■ **WORK INSTRUCTION**: Leave the images out. Give every line below again, precisely.

[Records excerpted from a collection]
= Beginning of Section =

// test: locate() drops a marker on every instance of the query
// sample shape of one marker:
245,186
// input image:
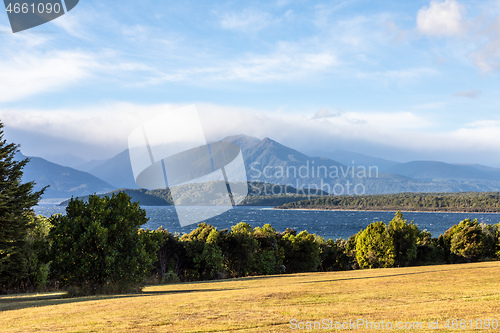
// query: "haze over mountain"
63,182
116,171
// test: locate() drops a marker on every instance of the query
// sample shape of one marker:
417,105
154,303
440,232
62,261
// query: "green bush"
97,247
375,247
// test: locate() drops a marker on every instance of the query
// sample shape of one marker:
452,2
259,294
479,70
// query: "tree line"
462,201
98,246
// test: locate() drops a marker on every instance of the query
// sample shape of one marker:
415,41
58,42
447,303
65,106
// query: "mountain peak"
245,142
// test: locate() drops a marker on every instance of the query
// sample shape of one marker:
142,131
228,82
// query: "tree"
16,202
301,251
471,240
375,247
97,247
37,252
240,248
269,257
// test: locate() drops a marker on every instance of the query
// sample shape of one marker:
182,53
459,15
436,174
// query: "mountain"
116,171
350,158
65,160
432,170
272,162
64,181
245,142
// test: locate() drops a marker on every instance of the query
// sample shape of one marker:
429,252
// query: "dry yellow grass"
267,304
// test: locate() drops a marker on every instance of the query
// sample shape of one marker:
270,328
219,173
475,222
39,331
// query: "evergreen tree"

= End of Section =

■ **EXERCISE ANSWER**:
// test: locate() drops a marker on every instance of the query
// sample shape of one marker:
245,186
// input image:
// query: "haze over mountain"
63,182
116,171
// test: locate() drops a marker on every instance of the query
// sample shape of one marker:
417,105
154,303
440,232
62,261
// query: "green bush"
97,247
375,247
// test: locate() drops a marker on every instance of the query
// sample shape of one marker:
452,2
259,294
479,70
// query: "tree line"
462,201
98,246
// test: locate() drops a marker on every instance of the query
// sample shape of one marker:
415,41
58,42
447,303
65,106
// query: "mountain peak"
245,142
// test: locate() drops a marker on every instance of the query
// sample shape of one marker:
142,131
228,82
// query: "tree"
16,202
301,251
471,240
375,247
97,247
37,252
240,248
269,257
// test: locate() drops a marker on every instance of the query
// sample shape of one marker:
182,53
459,15
436,174
// query: "mountain"
116,171
350,158
65,160
432,170
272,162
64,181
245,142
// test: locate() drops a marker on every instance of the query
// sample shape of one marker:
429,252
// query: "dry yellow grass"
267,304
// test: locate() drops a marker on every instance of the query
// sample shape of one marker:
270,328
219,173
475,222
39,331
// query: "evergreen tree"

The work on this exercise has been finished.